### Exercise directions
Leaving the images aside, print every record in the material exactly.

### Materials provided
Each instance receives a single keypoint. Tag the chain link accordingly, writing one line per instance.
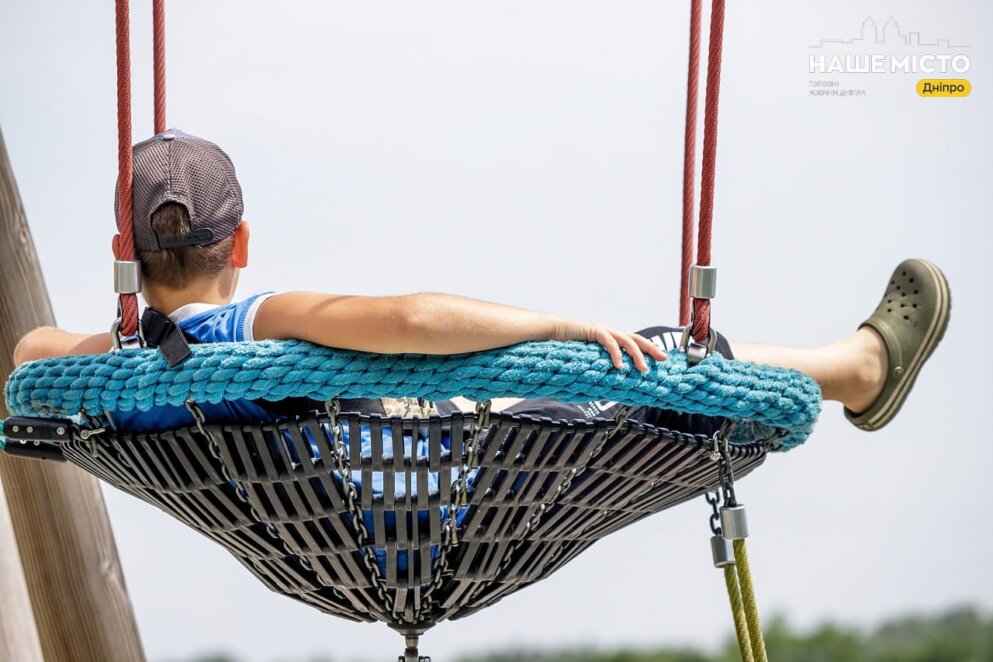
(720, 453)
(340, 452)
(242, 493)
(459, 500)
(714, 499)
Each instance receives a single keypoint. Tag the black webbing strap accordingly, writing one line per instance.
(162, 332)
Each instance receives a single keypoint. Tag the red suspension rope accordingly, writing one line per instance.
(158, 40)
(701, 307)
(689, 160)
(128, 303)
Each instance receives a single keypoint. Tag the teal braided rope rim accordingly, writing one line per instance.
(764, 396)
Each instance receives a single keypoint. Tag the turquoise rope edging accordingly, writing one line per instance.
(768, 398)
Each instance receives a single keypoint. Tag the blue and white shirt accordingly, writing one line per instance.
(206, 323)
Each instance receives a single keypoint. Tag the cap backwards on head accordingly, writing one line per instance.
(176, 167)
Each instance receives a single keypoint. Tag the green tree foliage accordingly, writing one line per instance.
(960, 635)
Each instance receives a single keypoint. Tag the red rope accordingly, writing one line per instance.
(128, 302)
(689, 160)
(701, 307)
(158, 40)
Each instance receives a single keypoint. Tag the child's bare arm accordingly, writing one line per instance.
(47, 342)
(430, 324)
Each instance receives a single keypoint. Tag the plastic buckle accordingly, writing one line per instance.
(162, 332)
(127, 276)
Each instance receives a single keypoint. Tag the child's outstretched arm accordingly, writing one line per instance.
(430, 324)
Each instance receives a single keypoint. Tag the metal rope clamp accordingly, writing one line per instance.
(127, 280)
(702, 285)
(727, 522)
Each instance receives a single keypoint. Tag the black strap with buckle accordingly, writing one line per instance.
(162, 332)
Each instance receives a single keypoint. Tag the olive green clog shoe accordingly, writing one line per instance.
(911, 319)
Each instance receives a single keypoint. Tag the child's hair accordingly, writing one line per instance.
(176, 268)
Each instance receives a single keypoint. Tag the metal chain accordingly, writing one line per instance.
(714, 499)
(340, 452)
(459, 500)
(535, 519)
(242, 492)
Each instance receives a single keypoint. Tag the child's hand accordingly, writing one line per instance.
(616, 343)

### Output for this task
Each instance receives a single keypoint. Tag the chain link accordingly, writing one line per instance.
(720, 453)
(340, 452)
(242, 493)
(459, 500)
(714, 499)
Each instance receives a single keypoint. Tag the black webbing strap accordingly, writing one line per instance.
(162, 332)
Each instance receives a single keypoint. Tag the red suspension rope accordingly, writing one line per instance.
(158, 40)
(701, 307)
(689, 160)
(128, 303)
Each instance receives a single keypoint. Tag the teal braided rope rim accordingly, writing one line per instance.
(764, 396)
Each instance receives a single keypoint. Tag the turquoise rope edging accordingly, writing one line per instance.
(768, 398)
Each instance receives a single keypoint. Tag the blue and white shirt accordingly, writing one line per instance.
(206, 323)
Each instance receives a single keypoint. Tag the cap backwards on head accordingly, writing one line per instance.
(176, 167)
Each instance receives a single keypoint. Tag the green tree foliage accordingly, writing one line per instance.
(960, 635)
Each instance receives a single keypoint. Tag the red rope accordingly, writing one line per instance.
(128, 302)
(689, 160)
(701, 307)
(158, 40)
Each instance receives a single keypoint. Tag the child's bare arm accordingly, writing one line per instance.
(47, 342)
(430, 324)
Each instance receives a single keypoint. Tag the plastic buckle accordingly, writing one line per instance.
(162, 332)
(127, 276)
Each instance receives a single keypoint. Tag the child's outstretched arm accordingly, writing one line per instance.
(430, 324)
Each instance receives a single keypoint. Tag the metal rope clamp accordingly, writing one line per instance.
(127, 280)
(702, 285)
(727, 522)
Each instance receives a single keypoint. Tag the black strap with buckle accordingly, writing one line per instance.
(162, 332)
Each instance receives a single keypoint. Tag the olive green clog shoe accordingly, writing one line per instance.
(911, 319)
Each instance receives a single keypoint. Tag the child's hair accordingly, writing one line per instance.
(176, 268)
Each instance receives a single keypoint. Tag the metal chain accordingly, writing one line per instance.
(714, 499)
(340, 452)
(459, 500)
(535, 519)
(242, 492)
Each instance receives a single keypoint. Tag the child's hand accordingly, writing one line per instance.
(616, 343)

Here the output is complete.